## REQUIREMENT 1
According to the essay on "the art of the possible" below, what political philosophy does the phrase originate in?
## REQUIREMENT 2
Continue the essay on "the art of the possible" below, starting right after its last sentence.

## DOCUMENT EXTRACT
----------------------------------------

My tender auricles twitched this morning at the propagation of that wonderful phrase, the art of the possible.
In fact, I do hear it every other day, particularly from BPO contact centres. They hold it dear and squirt it forth it with blunderbuss abandon.
But what does it mean, and why is it so appealing to them?
Well it originates in the political philosophy of Realpolitik. You know, the prioritisation of pragmatism over ideology.
The premise goes like this: the idea achieving all your goals is unfeasible, and pragmatism (which will involve reprioritising immediate goals and some compromise) is essential, in order to achieve the most you can under circumstances.
Bismarck was a great exponent of this, stating:
“Politics is the art of the possible, the attainable — the art of the next best”.
Everything is based on pursuing a course of action that will satisfy minimum requirements necessary to achieve a goal. This holds decision-making as the rational process of finding an optimal choice based on the information that is available.
Well, ok. But is that not stating the obvious?
Where is the art in all that? It’s just about rational decision-making. Weighing up the pros and cons and being realistic. Maybe it also reflects the common-sense approach of picking some low-hanging fruit. Getting some wins under your belt? The list could go on. But art? I cannot see it.
But this concept has categorically gained mega traction. Everybody seems to have cultivated a tacit acceptance of the art of the possible principle. It lingers in the collective subconscious.
So why do BPOs cherish it so much?
Well, it helps to propel them onto their platform of the great saviour and moreover permits them to qualify what they do as great into the bargain.
And the arch-charlatans entertain a 3-stage routine to which they willingly recourse.

----------------------------------------

## DATA EXCERPTS
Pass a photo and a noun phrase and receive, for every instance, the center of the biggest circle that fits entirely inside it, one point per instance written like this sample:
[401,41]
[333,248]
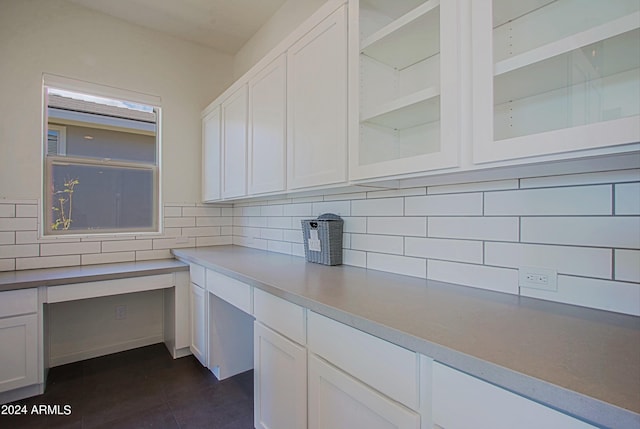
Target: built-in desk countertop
[87,273]
[581,361]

----------------------------------------

## WRITTEN REPLY 1
Realpolitik, the prioritization of pragmatism over ideology.

## WRITTEN REPLY 2
Firstly, in all their discourse, they emphasise the possible part. Nobody can argue with this of course, because no rational person would expect the impossible, would they? They set the scene by reminding us always that the world is tough, and we are all constrained by costs and every other potentially confounding aspect of the wider picture.
And they make it as grim as they possibly can. It’s not realism, but a deliberately negative exaggeration.
The further down into the mire they can take you, the more impressive even their sub-mediocre solutions will seem. This is the Problem and Implication part of SPIN selling, which leads to their Need Pay-off.
And that pay-off is the second stage, the art part which will be applied to the science of the possible. (this is why so many of these swindlers like to use the ‘art blended with science’ metaphor).
The ‘art’ is their expertise, or their masterly ministrations, or professedly both. It’s presented like magic or alchemy.
But there’s no art to it at all. It’s just about gaining your acceptance that you cannot demand too much from them, being convinced by their depiction of dire circumstances and then allowing them to do something (often just common-sense stuff) that will impart some alleviation.
And sometimes it does look like a good deal.
The cherry though, is the way that quality is factored in. That’s the lock.
When solutioning, BPOs will doggedly bed in processes that minimise variation and accordingly control costs and maintain consistent outputs. They then draw on technology to route enquiries in the most efficient ((though not necessarily the most effective) way.
It is in their interest to keep everything consistent and efficient (ahem, for them). They will for the most part define the detail of the services, to which they will deliver a measurable performance.
And when people deliver a service that meets specifications, this equates to quality. Because quality is by definition about meeting pre-defined standards, whatever they might be. The possible – and the acceptance of this – sits as a convenient safety net. The standards will only be defined in terms of what is possible and therefore achievable.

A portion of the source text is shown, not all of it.